The entries below are to be printed again word for word.
★ ★ ★ ★ ★
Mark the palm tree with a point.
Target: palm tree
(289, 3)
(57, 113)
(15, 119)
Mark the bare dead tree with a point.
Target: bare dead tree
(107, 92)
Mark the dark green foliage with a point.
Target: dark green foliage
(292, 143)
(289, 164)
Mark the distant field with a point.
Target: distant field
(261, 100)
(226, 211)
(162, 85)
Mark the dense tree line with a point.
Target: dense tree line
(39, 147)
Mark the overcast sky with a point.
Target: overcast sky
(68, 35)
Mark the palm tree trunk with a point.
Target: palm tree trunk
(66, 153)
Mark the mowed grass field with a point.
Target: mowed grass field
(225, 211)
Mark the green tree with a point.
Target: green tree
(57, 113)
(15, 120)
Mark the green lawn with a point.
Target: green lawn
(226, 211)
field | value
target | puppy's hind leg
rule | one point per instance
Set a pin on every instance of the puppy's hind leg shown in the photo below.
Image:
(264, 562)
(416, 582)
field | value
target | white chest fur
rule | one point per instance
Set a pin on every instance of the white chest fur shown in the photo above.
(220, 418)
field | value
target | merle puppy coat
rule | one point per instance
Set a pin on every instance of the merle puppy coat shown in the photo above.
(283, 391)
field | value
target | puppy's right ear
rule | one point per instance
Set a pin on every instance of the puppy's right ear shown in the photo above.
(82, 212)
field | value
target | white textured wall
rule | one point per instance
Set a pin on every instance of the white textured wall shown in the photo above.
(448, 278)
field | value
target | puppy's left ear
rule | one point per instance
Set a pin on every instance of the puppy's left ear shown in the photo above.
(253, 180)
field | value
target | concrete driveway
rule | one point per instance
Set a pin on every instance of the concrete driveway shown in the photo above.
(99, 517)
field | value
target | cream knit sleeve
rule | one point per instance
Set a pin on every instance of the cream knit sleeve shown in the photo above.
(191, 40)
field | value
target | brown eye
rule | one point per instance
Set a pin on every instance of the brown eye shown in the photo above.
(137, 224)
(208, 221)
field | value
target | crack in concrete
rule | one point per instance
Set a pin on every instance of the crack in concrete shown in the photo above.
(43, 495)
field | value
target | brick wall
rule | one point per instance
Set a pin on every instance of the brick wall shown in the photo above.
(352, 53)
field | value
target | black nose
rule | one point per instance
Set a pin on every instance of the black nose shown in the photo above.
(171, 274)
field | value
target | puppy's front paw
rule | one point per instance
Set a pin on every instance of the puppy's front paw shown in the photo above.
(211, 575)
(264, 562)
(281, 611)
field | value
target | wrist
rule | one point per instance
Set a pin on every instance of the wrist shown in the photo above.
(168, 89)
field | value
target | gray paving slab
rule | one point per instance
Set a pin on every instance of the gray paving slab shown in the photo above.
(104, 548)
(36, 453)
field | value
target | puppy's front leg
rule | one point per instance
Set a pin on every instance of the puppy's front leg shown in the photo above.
★ ★ ★ ★ ★
• Response for this exercise:
Mark the palm tree with a point.
Target: palm tree
(289, 3)
(57, 113)
(15, 119)
Mark the bare dead tree with a point.
Target: bare dead tree
(107, 92)
Mark the dark green foliage with a point.
Target: dark green foliage
(292, 143)
(289, 164)
Mark the distant field with a point.
Target: distant field
(261, 100)
(226, 211)
(162, 85)
Mark the dense tree line with a point.
Target: dense tree line
(39, 147)
Mark the overcast sky with a point.
Target: overcast sky
(68, 35)
Mark the palm tree trunk with a point.
Target: palm tree trunk
(66, 153)
Mark the mowed grass field with a point.
Target: mowed grass field
(225, 211)
Mark the green tree with a point.
Target: green tree
(57, 113)
(15, 120)
Mark the green lawn with a point.
Target: green lawn
(226, 211)
field | value
target | puppy's hind leg
rule | one point per instance
Set a pin on every instance of the puppy's hind leg shown in the photo below.
Image:
(264, 562)
(416, 582)
field | value
target | white chest fur
rule | one point per instance
Set a pin on every instance of the white chest fur shown in the photo above.
(220, 418)
field | value
target | merle puppy coat
rule | one point per instance
Set a pin on every instance of the merle puppy coat shown in the photo above.
(283, 391)
field | value
target | puppy's right ear
rule | one point per instance
Set a pin on every instance of the puppy's right ear shown in the photo above.
(82, 212)
field | value
target | white textured wall
rule | one point per instance
Set a pin on every instance of the white textured wall shown in the photo above.
(448, 278)
field | value
target | puppy's left ear
rule | one point per instance
Set a pin on every instance of the puppy's left ear shown in the photo above.
(253, 180)
field | value
target | concrete driveway
rule | one point per instance
Set a pin on every instance of the concrete driveway shown in the photo above.
(99, 517)
field | value
target | cream knit sleeve
rule | one point per instance
Set a pin on every instance of the cream knit sleeve shown in the photo above.
(191, 40)
field | value
target | brown eye
rule | one point per instance
Set a pin on every instance of the brown eye shown in the photo above.
(137, 224)
(208, 221)
field | value
target | crack in concrete
rule | one point per instance
Set a pin on every instance of the crack in concrete shown in the photo above.
(43, 495)
field | value
target | brick wall
rule | one point per instance
Set a pin on every instance of the brick wall shown in the photo above.
(352, 53)
field | value
target | black nose
rule | one point per instance
Set a pin on every instance of the black nose shown in the photo above.
(171, 274)
field | value
target | puppy's front paw
rule | one point per instance
Set a pin on every instance of the puppy's front paw shown in the photo above.
(211, 575)
(264, 562)
(281, 611)
field | value
target | wrist
rule | one point per instance
Set a pin on every instance of the wrist shown in the photo above.
(168, 89)
field | value
target | gray paving slab
rule | one point per instance
Set a pin on every instance of the gray paving slab shown in the photo above.
(104, 548)
(36, 453)
field | value
target | puppy's front leg
rule | one point per instance
Set a pin on every instance of the puppy's front leg shown in the photo above.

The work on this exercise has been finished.